*STATED GOAL*. Identify every line in the rows below that contains the string "checkered" and copy each of those lines in full. Case counts when matching.
--- START PROVIDED ENTRIES ---
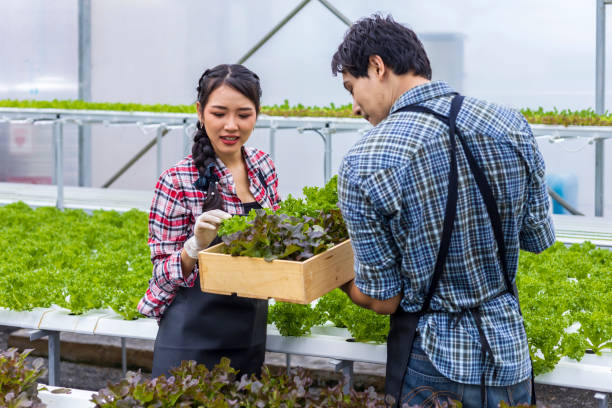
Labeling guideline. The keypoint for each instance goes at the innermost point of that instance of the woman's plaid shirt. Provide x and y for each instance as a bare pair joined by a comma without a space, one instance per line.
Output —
175,207
392,190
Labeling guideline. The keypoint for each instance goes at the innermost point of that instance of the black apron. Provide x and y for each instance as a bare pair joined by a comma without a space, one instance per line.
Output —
403,325
205,327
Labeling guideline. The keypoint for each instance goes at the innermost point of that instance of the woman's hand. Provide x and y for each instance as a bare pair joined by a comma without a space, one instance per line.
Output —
204,231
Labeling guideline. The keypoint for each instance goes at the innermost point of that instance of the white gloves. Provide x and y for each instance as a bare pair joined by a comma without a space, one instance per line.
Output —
204,231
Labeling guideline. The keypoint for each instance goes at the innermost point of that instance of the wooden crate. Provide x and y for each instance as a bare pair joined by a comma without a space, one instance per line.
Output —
287,281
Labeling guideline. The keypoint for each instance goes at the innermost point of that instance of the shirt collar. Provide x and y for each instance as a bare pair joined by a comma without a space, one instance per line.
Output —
224,173
422,93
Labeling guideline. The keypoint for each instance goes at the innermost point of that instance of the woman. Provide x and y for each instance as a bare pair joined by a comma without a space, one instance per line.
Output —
220,178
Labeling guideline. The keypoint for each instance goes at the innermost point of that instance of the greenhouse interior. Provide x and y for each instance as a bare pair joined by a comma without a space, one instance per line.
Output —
339,203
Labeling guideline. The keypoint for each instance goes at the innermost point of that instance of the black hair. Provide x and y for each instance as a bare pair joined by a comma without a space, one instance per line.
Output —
242,80
397,45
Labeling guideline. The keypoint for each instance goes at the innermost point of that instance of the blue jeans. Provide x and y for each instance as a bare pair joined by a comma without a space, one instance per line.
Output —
424,386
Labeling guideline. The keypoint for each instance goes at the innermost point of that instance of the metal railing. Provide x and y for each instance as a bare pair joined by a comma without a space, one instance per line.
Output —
325,127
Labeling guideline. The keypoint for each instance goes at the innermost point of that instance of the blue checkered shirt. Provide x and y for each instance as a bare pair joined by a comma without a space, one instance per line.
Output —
392,190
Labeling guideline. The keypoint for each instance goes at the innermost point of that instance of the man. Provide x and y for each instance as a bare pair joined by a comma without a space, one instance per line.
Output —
438,198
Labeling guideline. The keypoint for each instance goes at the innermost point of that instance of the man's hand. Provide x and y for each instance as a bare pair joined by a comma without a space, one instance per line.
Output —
387,306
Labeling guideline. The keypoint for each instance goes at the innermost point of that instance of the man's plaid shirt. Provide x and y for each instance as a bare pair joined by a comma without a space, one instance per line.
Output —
392,190
175,207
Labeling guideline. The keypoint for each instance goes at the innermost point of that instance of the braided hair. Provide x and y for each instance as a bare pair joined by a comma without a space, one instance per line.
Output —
242,80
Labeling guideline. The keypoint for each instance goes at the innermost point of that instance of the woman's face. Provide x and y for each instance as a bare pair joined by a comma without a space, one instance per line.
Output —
229,118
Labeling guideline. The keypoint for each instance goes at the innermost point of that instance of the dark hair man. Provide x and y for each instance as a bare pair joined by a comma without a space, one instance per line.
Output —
438,198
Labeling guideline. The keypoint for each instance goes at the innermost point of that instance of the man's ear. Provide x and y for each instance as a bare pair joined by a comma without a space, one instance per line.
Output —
377,66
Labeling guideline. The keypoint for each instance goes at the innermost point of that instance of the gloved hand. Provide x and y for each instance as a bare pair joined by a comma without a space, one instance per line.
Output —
204,231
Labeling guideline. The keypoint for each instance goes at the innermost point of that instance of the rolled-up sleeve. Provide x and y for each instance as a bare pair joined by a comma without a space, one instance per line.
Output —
377,271
537,230
169,227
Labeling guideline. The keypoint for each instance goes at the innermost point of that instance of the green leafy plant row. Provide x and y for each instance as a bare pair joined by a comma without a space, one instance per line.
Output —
72,259
585,117
193,385
82,262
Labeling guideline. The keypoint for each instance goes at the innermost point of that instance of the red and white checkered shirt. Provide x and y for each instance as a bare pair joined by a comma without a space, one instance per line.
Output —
175,207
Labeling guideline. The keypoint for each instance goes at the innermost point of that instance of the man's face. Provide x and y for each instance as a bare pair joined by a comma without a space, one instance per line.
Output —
368,96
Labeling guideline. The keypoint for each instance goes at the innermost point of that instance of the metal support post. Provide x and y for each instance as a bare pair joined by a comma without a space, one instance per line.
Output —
58,161
325,134
328,153
600,64
336,12
54,352
123,356
161,131
599,177
85,90
346,366
272,151
602,400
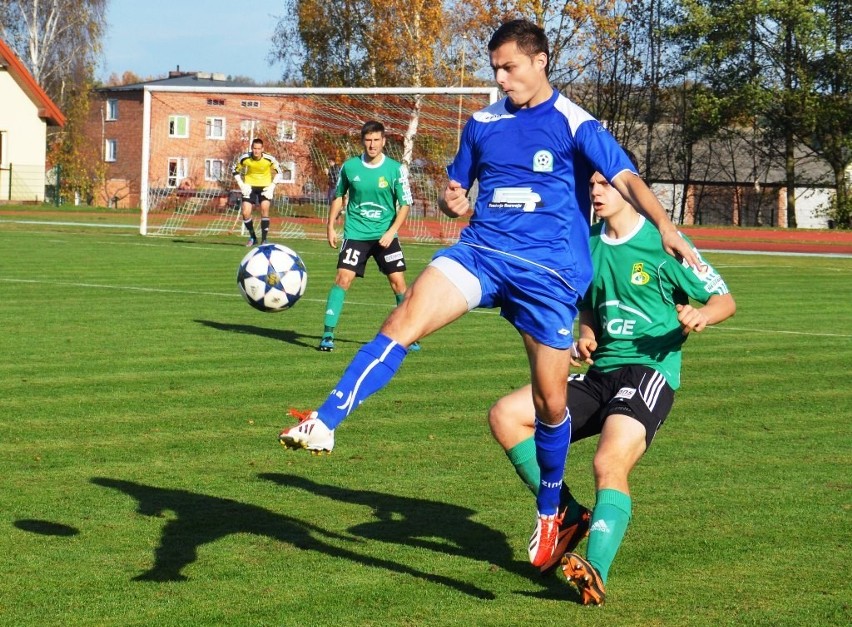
--- END PROVIDED ENTRIES ---
*THE REPLY*.
Labeling guideline. The keypoint for each instance goes at the innermost point of that instance of the blue checkered shirt. Provide x and y for each instance as a bare pair joined by a comma without a space, one instance per line.
Labeling guideline. The keypoint for each instance goes at the innermost point of that instance of the red and white checkered shirt. Provide x and y for each instance as a bare pair joined by a comma without a space, one instance per line.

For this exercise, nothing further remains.